### Set problem
Put the data below into a CSV with two columns, text and answer, giving each set of instructions its own row with its coordinate pairs, every field in double quotes, and line breaks turned into spaces. Cover all of the data and leave out the pictures.

--- Begin ---

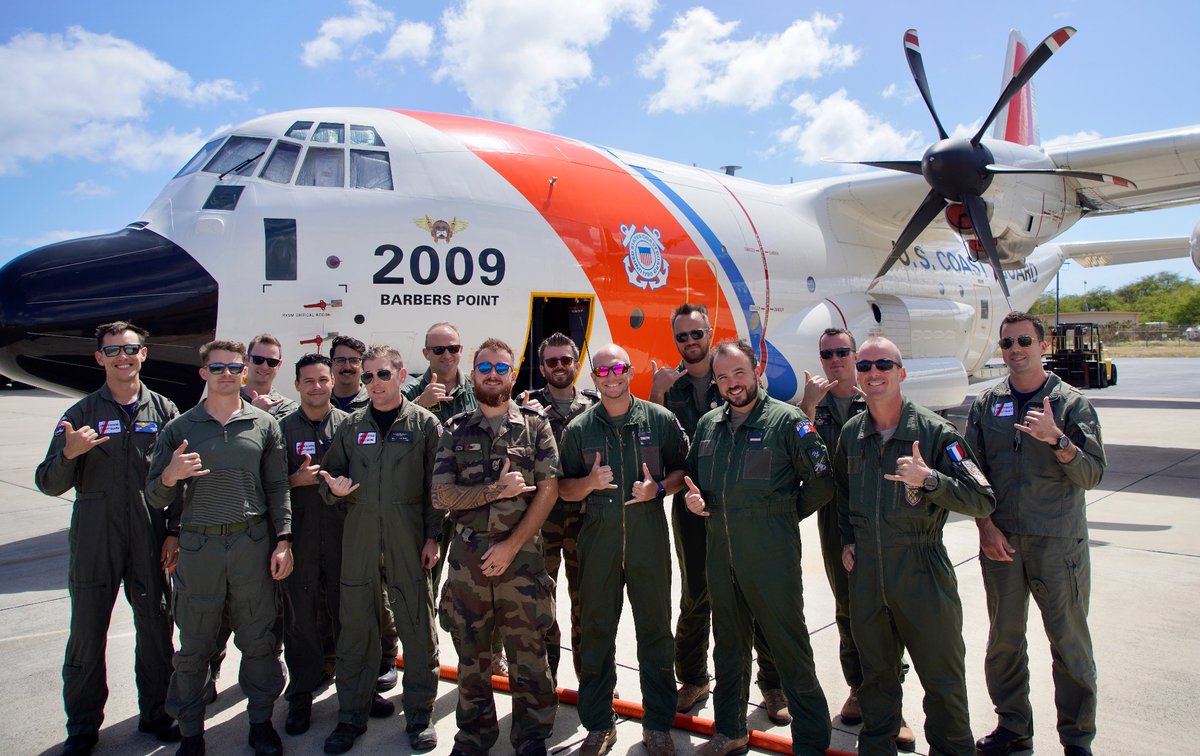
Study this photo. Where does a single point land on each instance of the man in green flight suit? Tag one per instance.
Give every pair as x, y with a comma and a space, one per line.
558, 359
892, 507
496, 474
228, 459
378, 468
1038, 441
760, 467
622, 457
101, 448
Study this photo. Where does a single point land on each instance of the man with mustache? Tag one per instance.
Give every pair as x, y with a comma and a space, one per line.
558, 359
497, 474
621, 459
760, 468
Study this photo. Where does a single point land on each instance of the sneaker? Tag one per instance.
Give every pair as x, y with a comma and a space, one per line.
499, 665
388, 678
721, 745
851, 713
598, 742
299, 714
382, 708
79, 744
906, 739
163, 729
658, 743
775, 702
342, 738
264, 739
423, 738
191, 745
689, 695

--- End ---

### Correct answer
text,answer
"Study this photo. Where does a single point land on each instance of the man in green flight suit? Tag one per instance. Give every pair as x, y with a comma and a space, one per line.","558, 359 892, 507 496, 474 228, 459 378, 468 1038, 441 760, 467 622, 457 101, 448"
"Study this photo. Where does a single point land on each instance of the man with mustache? Tag one per instance. Give every pair as x, y with a comma and a space, one per line.","558, 359 497, 474 621, 459 760, 468"
"Study this photo. Where does a single point land on each instance of the sneaker? Tag one per instance. Give every pair as x, y with a comma and a space, one per line.","499, 665 388, 678 721, 745 851, 713 598, 742 299, 714 382, 708 79, 744 906, 739 163, 729 658, 743 775, 702 342, 738 264, 739 423, 738 191, 745 689, 695"